# PROBLEM STATEMENT:
Pull out every line in the listing below that contains the word "oval", and copy each of those lines in full.

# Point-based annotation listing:

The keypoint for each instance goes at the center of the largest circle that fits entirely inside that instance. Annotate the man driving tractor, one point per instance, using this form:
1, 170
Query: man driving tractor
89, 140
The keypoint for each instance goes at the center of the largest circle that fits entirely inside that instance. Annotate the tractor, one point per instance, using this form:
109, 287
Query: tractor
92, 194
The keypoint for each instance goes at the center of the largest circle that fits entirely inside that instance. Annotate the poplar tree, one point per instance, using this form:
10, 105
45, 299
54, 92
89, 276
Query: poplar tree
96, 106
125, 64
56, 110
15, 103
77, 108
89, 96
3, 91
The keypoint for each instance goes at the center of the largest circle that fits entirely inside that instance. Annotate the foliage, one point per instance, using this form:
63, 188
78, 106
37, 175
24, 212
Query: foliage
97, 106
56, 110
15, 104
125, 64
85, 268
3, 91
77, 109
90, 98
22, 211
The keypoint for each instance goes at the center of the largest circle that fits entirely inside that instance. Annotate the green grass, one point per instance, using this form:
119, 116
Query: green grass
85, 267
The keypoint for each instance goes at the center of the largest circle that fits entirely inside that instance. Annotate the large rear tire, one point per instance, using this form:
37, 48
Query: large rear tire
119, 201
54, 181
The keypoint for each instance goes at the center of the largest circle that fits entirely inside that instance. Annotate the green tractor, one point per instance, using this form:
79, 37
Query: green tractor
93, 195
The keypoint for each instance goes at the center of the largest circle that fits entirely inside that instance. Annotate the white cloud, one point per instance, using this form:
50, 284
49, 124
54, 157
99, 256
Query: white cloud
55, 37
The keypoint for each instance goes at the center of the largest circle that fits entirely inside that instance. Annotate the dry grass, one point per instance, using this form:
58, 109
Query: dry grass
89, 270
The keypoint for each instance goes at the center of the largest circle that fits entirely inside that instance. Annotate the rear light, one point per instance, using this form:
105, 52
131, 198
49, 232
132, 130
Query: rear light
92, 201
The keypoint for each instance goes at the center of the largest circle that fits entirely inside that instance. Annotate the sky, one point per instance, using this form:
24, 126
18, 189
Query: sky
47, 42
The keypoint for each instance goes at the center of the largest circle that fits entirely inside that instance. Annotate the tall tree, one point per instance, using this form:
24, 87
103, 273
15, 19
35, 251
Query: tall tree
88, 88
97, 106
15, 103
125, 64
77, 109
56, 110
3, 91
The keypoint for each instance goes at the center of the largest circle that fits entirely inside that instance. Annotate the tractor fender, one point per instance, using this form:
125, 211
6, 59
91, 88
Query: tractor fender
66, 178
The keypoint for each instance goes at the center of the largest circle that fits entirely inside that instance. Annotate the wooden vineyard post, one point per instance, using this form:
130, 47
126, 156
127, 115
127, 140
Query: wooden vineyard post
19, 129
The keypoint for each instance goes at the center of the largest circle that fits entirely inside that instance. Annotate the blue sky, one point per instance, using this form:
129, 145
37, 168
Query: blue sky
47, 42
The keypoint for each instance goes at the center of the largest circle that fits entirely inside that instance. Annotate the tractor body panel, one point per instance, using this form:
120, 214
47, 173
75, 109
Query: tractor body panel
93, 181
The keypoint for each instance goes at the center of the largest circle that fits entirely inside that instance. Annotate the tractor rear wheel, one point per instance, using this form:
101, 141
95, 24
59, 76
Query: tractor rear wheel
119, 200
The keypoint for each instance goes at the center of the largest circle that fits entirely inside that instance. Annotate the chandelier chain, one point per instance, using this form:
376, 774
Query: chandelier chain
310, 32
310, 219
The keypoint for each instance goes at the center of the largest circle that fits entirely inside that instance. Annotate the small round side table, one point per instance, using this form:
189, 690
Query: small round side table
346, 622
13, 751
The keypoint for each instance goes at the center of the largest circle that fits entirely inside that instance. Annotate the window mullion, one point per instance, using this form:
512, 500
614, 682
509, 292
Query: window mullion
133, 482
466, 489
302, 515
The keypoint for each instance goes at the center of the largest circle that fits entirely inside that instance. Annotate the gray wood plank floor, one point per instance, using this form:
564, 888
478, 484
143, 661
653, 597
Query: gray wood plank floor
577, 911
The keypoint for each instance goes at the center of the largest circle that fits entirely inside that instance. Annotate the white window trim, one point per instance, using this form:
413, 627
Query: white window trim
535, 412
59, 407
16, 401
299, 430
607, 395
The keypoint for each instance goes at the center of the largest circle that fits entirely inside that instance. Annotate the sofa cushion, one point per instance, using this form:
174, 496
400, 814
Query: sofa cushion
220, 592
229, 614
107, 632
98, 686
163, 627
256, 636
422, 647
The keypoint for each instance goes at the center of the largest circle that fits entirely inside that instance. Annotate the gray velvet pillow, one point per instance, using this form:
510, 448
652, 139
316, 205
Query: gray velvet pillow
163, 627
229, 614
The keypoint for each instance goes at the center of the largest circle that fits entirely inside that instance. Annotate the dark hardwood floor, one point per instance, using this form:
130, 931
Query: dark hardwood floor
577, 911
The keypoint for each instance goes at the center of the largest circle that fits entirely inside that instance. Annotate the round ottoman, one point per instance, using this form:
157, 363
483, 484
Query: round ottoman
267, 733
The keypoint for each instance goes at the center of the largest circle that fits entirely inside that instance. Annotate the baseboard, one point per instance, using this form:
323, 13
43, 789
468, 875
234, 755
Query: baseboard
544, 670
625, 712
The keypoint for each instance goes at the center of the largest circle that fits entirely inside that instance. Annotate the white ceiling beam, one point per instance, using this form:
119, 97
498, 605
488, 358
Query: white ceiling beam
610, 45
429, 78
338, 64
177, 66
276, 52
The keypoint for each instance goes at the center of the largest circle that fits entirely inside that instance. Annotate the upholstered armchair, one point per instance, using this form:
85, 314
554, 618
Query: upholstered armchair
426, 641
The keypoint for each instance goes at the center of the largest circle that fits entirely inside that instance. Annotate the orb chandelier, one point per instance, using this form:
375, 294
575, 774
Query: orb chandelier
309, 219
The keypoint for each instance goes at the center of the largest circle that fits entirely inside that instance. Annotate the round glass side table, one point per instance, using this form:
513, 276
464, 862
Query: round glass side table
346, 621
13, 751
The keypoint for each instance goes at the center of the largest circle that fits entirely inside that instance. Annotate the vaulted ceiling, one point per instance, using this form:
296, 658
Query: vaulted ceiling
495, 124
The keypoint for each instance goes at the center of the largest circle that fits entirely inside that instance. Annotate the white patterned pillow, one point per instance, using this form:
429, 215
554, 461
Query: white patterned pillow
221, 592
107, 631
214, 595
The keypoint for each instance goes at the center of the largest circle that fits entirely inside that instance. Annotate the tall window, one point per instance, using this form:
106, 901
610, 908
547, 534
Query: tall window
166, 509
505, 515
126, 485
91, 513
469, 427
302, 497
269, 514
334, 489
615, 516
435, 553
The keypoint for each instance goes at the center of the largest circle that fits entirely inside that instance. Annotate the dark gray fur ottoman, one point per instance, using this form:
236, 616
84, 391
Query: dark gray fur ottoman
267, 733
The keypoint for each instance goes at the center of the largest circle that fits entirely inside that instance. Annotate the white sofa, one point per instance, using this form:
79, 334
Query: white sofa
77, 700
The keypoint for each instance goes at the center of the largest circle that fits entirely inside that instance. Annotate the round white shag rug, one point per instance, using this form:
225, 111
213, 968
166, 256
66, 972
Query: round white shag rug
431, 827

---

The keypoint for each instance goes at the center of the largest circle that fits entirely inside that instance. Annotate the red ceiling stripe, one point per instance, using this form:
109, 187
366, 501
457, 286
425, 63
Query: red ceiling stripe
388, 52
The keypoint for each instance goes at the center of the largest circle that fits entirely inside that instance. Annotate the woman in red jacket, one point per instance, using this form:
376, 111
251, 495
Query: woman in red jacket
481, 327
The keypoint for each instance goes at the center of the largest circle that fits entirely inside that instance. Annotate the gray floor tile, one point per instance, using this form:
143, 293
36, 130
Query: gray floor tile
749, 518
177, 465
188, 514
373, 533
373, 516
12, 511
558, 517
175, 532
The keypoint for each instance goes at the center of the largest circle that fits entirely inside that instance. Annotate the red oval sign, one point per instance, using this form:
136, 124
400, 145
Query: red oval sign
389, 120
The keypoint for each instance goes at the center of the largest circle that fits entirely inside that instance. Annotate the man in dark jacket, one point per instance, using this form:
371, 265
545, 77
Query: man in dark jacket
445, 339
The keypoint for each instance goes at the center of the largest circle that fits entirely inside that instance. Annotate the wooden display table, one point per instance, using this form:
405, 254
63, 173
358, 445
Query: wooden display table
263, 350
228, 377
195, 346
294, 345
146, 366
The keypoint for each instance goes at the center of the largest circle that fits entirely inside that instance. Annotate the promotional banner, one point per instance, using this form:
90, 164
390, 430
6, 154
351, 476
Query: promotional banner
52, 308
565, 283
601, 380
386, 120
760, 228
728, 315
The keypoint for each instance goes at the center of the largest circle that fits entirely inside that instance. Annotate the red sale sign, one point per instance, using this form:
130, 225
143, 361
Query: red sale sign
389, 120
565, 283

==

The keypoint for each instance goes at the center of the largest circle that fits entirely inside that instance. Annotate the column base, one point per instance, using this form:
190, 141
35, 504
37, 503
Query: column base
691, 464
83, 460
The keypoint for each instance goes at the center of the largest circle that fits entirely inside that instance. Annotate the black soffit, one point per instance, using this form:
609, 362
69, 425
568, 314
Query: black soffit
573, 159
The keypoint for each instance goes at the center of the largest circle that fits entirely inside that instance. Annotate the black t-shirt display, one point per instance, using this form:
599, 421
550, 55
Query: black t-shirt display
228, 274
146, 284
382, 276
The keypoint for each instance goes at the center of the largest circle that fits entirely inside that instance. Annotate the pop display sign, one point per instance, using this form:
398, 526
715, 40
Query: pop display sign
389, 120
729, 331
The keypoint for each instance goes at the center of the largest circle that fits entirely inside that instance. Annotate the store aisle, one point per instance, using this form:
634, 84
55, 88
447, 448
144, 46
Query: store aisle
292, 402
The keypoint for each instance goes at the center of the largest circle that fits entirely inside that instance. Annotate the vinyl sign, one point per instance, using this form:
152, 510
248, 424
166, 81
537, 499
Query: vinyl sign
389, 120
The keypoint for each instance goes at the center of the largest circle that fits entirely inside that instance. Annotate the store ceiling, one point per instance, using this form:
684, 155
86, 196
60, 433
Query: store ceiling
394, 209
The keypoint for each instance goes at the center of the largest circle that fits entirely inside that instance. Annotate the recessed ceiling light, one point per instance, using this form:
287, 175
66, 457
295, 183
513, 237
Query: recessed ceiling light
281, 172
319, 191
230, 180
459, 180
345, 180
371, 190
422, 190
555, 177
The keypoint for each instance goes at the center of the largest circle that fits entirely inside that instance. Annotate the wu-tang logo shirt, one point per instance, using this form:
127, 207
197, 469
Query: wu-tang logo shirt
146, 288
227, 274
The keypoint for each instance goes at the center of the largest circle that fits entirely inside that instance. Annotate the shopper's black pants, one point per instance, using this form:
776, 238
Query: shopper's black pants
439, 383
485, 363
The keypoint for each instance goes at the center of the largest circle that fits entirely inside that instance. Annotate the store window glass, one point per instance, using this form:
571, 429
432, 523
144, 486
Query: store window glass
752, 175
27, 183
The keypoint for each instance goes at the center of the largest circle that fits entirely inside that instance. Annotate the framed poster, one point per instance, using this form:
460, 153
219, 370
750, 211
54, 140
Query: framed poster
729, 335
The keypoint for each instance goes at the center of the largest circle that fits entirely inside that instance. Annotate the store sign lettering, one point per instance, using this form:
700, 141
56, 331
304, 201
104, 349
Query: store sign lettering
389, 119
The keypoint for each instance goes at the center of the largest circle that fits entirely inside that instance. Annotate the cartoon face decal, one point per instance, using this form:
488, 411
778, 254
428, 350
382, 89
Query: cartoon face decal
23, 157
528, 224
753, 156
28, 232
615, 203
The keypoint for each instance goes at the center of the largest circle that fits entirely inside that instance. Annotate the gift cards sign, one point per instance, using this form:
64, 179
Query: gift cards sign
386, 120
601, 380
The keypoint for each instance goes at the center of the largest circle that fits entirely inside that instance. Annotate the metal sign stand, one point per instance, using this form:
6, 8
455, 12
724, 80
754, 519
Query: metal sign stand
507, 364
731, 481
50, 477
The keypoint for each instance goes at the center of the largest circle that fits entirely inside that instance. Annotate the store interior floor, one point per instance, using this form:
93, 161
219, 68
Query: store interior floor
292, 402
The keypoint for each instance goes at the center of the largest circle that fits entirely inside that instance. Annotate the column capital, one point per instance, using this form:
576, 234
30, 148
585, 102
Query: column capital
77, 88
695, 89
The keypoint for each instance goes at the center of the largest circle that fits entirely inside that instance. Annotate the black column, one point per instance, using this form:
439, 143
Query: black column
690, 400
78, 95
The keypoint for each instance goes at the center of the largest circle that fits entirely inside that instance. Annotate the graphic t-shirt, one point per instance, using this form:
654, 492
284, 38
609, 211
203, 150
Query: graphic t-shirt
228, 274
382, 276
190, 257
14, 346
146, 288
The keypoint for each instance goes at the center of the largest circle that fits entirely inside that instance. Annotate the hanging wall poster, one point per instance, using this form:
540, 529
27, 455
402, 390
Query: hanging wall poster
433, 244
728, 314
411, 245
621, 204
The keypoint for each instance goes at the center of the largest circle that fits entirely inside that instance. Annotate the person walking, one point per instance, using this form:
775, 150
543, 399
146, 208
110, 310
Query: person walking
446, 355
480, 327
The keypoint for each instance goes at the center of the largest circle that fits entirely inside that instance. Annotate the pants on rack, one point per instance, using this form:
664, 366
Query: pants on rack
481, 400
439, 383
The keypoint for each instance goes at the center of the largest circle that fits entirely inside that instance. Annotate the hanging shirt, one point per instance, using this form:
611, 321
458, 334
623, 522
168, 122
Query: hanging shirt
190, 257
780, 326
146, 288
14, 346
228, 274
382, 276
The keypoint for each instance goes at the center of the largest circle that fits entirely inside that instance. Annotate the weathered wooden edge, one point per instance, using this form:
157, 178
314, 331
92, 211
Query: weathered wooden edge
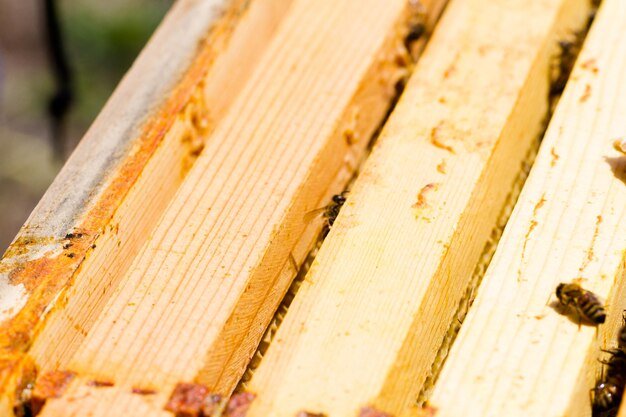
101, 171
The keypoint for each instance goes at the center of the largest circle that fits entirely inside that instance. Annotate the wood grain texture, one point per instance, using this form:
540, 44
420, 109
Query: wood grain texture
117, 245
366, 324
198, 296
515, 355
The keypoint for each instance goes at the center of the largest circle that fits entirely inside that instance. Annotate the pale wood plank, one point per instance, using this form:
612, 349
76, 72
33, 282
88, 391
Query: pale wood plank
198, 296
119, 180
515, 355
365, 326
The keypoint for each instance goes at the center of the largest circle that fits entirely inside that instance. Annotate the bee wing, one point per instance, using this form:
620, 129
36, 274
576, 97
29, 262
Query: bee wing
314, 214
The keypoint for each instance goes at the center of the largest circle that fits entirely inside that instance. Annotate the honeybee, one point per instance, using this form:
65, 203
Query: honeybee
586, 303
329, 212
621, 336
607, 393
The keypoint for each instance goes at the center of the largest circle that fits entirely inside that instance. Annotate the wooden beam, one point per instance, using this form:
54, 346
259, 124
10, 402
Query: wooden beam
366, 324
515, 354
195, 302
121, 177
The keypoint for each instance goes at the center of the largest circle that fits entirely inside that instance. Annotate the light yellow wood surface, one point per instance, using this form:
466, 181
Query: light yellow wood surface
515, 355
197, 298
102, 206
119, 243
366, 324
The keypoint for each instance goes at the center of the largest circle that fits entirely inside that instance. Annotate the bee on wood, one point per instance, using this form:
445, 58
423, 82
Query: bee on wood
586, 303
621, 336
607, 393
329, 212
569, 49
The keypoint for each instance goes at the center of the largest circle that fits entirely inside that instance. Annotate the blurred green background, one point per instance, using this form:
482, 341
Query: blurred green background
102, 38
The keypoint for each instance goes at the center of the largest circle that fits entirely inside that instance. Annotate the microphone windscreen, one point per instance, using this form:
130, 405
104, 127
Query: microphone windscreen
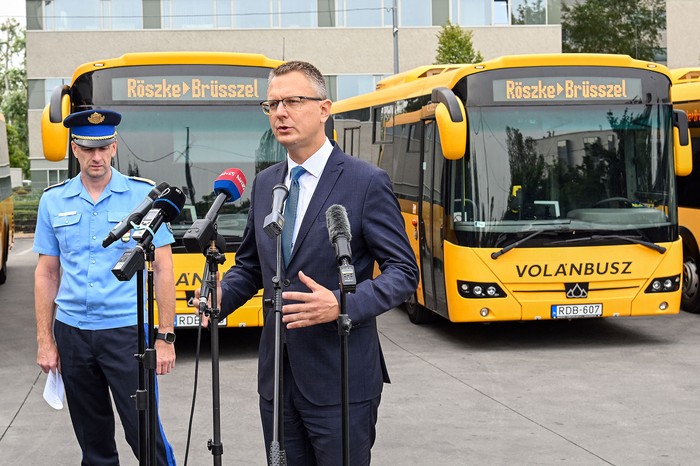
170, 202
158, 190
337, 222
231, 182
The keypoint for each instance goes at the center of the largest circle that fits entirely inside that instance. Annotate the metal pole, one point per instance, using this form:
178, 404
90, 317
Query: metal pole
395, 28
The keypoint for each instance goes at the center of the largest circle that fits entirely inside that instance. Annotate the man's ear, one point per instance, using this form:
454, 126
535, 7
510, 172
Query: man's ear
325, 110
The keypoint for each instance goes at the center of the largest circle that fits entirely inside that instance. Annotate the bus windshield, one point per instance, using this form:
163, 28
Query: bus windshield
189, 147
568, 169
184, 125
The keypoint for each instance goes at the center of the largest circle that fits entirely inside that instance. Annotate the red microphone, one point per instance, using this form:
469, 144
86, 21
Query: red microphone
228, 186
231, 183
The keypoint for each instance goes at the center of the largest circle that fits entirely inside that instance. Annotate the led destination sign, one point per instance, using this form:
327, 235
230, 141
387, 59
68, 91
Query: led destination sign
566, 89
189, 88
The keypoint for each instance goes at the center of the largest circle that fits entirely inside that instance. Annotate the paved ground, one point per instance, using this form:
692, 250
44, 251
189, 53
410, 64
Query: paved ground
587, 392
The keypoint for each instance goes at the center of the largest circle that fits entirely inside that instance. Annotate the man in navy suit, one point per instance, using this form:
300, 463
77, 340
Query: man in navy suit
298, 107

# TASK OUTPUT:
The keypoint for each instance goes at the center of the largest circle that fits entirely inside that instance. Annotate the red oval sign, one point per instance, using this form:
Query: red oval sign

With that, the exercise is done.